:: RECORDED DATA

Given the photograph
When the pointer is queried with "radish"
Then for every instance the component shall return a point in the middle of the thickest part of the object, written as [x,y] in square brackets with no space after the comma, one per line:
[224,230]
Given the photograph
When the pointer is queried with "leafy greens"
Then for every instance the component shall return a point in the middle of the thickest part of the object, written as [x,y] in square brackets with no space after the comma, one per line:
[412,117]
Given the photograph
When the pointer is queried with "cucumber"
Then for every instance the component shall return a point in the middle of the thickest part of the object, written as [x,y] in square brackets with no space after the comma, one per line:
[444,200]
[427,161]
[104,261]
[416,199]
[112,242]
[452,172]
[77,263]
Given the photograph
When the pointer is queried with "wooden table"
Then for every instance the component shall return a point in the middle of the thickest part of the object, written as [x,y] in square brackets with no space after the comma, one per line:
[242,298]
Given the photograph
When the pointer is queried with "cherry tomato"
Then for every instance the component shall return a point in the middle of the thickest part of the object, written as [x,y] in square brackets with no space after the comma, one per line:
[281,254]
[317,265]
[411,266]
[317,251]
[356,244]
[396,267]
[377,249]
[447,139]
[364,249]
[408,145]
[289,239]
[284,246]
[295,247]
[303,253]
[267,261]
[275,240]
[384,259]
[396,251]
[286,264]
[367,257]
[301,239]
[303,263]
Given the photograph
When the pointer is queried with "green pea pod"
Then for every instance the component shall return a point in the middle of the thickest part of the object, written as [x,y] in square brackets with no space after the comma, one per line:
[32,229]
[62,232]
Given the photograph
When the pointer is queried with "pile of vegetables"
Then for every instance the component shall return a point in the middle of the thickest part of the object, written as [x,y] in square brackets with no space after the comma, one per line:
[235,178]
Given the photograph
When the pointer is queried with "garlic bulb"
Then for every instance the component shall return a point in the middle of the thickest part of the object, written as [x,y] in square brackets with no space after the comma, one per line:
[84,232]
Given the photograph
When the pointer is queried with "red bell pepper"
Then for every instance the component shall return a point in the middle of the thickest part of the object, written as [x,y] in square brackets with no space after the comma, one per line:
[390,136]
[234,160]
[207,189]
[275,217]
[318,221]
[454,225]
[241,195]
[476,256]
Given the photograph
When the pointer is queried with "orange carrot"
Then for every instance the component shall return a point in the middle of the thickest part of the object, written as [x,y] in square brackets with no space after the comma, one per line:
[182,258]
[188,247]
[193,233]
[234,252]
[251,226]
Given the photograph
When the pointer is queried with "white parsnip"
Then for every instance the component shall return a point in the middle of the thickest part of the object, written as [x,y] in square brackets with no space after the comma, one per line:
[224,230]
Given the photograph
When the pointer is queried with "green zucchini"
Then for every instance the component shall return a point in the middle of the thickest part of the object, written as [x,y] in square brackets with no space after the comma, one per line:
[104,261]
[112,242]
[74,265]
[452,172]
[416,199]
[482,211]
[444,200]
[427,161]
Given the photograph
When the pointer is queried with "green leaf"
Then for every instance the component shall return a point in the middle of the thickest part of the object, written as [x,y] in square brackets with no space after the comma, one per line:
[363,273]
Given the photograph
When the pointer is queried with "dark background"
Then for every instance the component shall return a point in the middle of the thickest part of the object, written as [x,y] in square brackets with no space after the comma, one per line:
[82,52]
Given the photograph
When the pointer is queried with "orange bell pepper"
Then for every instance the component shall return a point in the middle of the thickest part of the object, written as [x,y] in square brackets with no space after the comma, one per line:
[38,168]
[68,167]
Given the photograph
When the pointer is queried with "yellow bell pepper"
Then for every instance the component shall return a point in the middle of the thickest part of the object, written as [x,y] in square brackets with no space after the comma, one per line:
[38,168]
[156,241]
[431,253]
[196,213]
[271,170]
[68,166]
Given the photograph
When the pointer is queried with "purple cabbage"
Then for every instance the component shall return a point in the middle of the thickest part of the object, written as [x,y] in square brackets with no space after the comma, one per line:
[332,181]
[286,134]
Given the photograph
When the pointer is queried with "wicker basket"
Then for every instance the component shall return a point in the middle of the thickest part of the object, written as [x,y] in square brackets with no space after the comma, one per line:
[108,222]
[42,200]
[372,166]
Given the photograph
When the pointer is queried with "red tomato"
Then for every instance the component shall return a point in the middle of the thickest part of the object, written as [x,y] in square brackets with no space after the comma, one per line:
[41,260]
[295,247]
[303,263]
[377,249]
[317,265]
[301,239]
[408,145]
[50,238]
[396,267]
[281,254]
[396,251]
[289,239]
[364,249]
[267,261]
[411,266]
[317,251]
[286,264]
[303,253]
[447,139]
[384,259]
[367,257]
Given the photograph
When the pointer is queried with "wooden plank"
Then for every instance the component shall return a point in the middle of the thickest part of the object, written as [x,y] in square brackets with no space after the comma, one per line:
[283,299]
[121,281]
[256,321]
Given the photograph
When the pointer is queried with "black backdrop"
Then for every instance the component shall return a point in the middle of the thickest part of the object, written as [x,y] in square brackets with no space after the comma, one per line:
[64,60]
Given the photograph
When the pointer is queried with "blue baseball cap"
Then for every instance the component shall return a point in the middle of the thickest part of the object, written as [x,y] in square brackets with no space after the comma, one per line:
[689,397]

::::

• _CHALLENGE_
The listing above should be transcribed in full, exactly as written.

• _EXERCISE OUTPUT_
Given the photograph
When the pointer is queried with "radish"
Then for every instance the component shall return a point in the middle of the thickest part of the object, written as [x,y] in square brackets with no space after the comma, one per line:
[224,230]
Given the photograph
When the pointer is queried with "leafy greens"
Then for every instance the component shall return a point in the middle of the thickest part of the object, written as [x,y] in square brackets with no space after the comma, one per line:
[412,117]
Given the photograph
When the pointer is queried with "cucumber"
Then for every instance the component shall return a point in the middle of the thickest part of the object, written as [x,y] in square brackets with no space after the comma, one per line:
[444,200]
[427,161]
[104,261]
[416,199]
[112,242]
[452,172]
[77,263]
Given the photograph
When the pointer is queried with "wooden table"
Then for every instance the component shall return a point in the middle of the thickest part of the object, written as [x,y] in square brackets with no space after the comma, one per line:
[242,298]
Given the photograph
When the pointer is queried with "cherry tomato"
Then for every instance the component shall return a point in the middle of the thickest part of the object, written as [x,y] in square brackets with no space after the comma, one per line:
[281,254]
[317,265]
[411,266]
[317,251]
[356,244]
[396,267]
[377,249]
[447,139]
[364,249]
[408,145]
[289,239]
[284,246]
[295,247]
[303,253]
[267,261]
[275,240]
[384,259]
[396,251]
[286,264]
[367,257]
[301,239]
[303,263]
Given the photograph
When the pointer is queried with "green pea pod"
Then for every instance the component shall return a point in the middle of the thickest part of the object, written as [x,y] in square brackets with no space after the comma, one per line:
[32,229]
[62,232]
Given the photograph
When the pointer is queried with "pile of vegetables"
Then for every instance the component shall return a point in the middle of the thickest part of the object, written as [x,y] in square brackets with no space after the comma, one per line:
[235,178]
Given the photograph
When the pointer is queried with "garlic bulb"
Then for every instance the component shall return a point in the middle of the thickest part of the object, written as [x,y] in square brackets with no space after the comma, one per line:
[84,232]
Given the photograph
When the pointer is queried with "red bell pepper"
Then for every instance the component shall return a point in the middle of the thickest part of the object, written as [x,y] in square brackets with no space after the comma, one per line:
[390,136]
[234,160]
[207,189]
[275,217]
[318,221]
[454,225]
[241,195]
[476,256]
Given the photograph
When the pointer is queried with "orange carrot"
Then for every instance the component shall return a point in the middle of the thickest part of the object, written as [x,y] in square brackets with no space after the comma, one per line:
[182,258]
[188,247]
[193,233]
[234,252]
[251,226]
Given the photograph
When the pointer is queried with "white parsnip"
Then for every instance the component shall return a point in the middle of the thickest part of the object, written as [x,y] in square brackets with no space after the comma, one per line:
[224,230]
Given the photograph
When the pointer is queried with "green zucchini"
Then for every instance the component shall return a point in the middle of the thickest part of the object, written as [x,y] in square brackets with no space after the comma, one per line:
[104,261]
[112,242]
[74,265]
[452,172]
[416,199]
[482,211]
[444,200]
[427,161]
Given the photograph
When the pointer is queried with "green leaf"
Then for every instance the component shall return a point in the middle of the thickest part of the object, written as [x,y] in square brackets with no space after the comma, one per line:
[363,273]
Given the photograph
When the pointer is queried with "dark background"
Then for every instance the component shall return a point in the middle of the thickest part of the object, written as [x,y] in square brackets with no space after the comma, one per line:
[82,52]
Given the photograph
When the pointer is queried with "orange bell pepper"
Then for every instance the component shall return a point in the middle of the thickest part of the object, written as [x,y] in square brackets with no space after the comma, one per line:
[38,168]
[68,167]
Given the photograph
When the pointer is queried with "yellow bell pepper"
Then for every instance the component shall return a point in the middle of the thickest part of the object, written as [x,y] in square brackets with no space after the comma, one per line:
[38,168]
[156,241]
[431,253]
[196,213]
[271,170]
[68,166]
Given the photograph
When the pointer is queried with "purple cabbage"
Then for every instance the component shall return a point in the middle of the thickest part of the object, written as [x,y] in square brackets with no space after the comma, one per line:
[332,181]
[286,134]
Given the photograph
When the pointer is queried with "wicker basket"
Then for every instance the component shall return a point in the middle of the thickest part of the object, written as [x,y] in square brackets with no space after the comma, one per line:
[108,222]
[42,200]
[372,166]
Given the photograph
When the pointer is queried with "red tomato"
Then for every instance the component shall return a point in the middle of the thickest part of the object, written as [x,y] in square brackets with no space after the comma, one per line:
[41,260]
[295,247]
[303,263]
[377,249]
[317,265]
[301,239]
[408,145]
[50,238]
[396,267]
[281,254]
[396,251]
[289,239]
[364,249]
[267,261]
[411,266]
[317,251]
[286,264]
[303,253]
[447,139]
[384,259]
[367,257]
Given the photograph
When the pointer is queried with "wooden plank"
Then for every instance the component shall return a point in the middle of the thickest part of the object, written as [x,y] in square brackets with no space after the comma, one per line:
[283,299]
[121,281]
[256,321]
Given the photograph
When the pointer is queried with "black backdrop"
Then for every instance the component shall return a point in the middle of the thickest part of the object, written as [x,y] in square brackets with no space after the comma, one per line:
[64,60]
Given the photograph
When the pointer is queried with "blue baseball cap"
Then for every instance the component shall return a point in the middle of the thickest part of the object, written as [x,y] in square brackets with no space after the comma, one per line:
[689,397]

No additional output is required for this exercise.